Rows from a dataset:
****************
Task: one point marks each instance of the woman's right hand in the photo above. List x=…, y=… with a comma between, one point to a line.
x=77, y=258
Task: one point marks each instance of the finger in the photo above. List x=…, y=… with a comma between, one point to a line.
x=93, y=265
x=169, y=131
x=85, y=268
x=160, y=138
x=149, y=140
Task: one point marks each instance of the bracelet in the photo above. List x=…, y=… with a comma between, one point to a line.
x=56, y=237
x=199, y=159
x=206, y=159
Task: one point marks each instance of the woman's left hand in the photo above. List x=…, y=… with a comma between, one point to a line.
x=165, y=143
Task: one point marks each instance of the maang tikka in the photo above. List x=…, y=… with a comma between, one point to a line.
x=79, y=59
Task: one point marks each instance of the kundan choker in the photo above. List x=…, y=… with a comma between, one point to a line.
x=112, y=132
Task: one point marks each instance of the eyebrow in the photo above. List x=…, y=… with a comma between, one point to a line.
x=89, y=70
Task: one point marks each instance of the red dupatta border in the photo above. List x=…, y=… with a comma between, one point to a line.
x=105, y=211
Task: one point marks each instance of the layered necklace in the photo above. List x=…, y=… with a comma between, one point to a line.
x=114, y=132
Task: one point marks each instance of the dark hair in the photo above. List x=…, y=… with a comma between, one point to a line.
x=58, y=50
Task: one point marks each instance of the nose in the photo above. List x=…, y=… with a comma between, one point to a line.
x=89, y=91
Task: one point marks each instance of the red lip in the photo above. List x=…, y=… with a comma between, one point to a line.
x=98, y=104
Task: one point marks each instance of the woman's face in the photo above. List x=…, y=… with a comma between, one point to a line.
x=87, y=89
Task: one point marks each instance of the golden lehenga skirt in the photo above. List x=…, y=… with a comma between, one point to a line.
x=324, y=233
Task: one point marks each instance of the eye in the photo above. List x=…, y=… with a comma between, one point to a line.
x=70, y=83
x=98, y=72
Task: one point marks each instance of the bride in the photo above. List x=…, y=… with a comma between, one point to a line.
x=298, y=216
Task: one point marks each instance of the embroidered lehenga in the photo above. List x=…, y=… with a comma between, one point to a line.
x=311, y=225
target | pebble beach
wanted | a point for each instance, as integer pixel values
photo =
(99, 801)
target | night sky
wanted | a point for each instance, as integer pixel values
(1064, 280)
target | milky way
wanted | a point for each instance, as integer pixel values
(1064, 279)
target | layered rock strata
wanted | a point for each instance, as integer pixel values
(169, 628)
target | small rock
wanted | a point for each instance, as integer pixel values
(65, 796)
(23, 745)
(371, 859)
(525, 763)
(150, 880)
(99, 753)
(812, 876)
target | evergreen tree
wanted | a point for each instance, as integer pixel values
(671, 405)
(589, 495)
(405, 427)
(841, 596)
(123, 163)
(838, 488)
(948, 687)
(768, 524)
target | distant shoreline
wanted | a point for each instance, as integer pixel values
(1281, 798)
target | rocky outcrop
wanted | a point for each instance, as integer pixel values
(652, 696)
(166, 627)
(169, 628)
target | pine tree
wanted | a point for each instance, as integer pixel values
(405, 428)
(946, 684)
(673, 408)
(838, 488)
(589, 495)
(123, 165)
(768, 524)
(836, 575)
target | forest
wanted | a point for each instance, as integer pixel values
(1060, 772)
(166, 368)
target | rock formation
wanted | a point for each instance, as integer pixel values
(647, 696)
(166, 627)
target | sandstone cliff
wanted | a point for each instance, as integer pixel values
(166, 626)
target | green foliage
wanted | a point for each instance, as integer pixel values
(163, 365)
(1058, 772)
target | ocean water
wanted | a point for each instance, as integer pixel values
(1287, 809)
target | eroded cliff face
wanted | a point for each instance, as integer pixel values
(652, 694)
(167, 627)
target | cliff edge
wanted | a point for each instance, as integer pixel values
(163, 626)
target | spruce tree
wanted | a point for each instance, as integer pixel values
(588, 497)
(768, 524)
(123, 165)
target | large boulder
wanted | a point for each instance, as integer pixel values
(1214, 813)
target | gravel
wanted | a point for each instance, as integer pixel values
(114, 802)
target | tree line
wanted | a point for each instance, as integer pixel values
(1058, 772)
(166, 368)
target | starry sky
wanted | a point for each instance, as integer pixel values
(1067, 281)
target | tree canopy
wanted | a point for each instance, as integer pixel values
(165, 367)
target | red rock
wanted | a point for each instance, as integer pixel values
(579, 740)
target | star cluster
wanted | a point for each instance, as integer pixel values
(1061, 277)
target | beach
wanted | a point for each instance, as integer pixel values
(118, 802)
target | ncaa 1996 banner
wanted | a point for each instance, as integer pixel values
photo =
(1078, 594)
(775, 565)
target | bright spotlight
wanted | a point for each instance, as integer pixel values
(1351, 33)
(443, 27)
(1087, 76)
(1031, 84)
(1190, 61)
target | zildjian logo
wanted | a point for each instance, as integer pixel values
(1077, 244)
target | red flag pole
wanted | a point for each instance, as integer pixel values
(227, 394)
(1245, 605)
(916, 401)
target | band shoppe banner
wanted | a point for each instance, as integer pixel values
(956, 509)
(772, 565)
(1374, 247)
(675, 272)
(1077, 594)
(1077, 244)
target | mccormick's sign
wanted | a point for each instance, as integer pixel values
****************
_Given problem_
Copy out the rows word for word, starting with the line that contains "target | zildjian logo" and going on through the last line of the rows.

_Output for this task_
target | zildjian logo
wanted | a point for each instance, as integer pixel values
(1077, 244)
target | red flag pole
wanted | a point for each instance, as integer pixel values
(227, 394)
(1245, 605)
(916, 401)
target | band shoppe banner
wanted | a point for each instance, as integer pixel values
(956, 509)
(772, 565)
(1374, 247)
(675, 272)
(1077, 594)
(1077, 244)
target | mccormick's sign
wanted | a point for each instance, as integer pixel values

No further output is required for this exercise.